"""

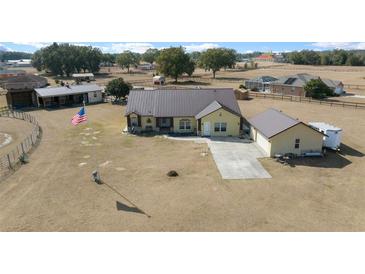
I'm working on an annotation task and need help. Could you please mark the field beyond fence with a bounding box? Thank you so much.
[248,92,365,109]
[0,107,42,180]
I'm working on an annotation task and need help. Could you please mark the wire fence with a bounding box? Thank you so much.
[248,91,365,110]
[0,107,42,180]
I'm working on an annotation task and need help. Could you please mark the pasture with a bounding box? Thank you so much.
[0,99,364,231]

"""

→ Assignment:
The lines from the one containing "mark the pasture" through the final line of the listing above are to be repeated exactly, and nothing else is to be printed.

→ Result for this task:
I'm working on an annotation task and need help. Could you please mark the pasture with a bounding box? Thank you so much.
[0,99,364,231]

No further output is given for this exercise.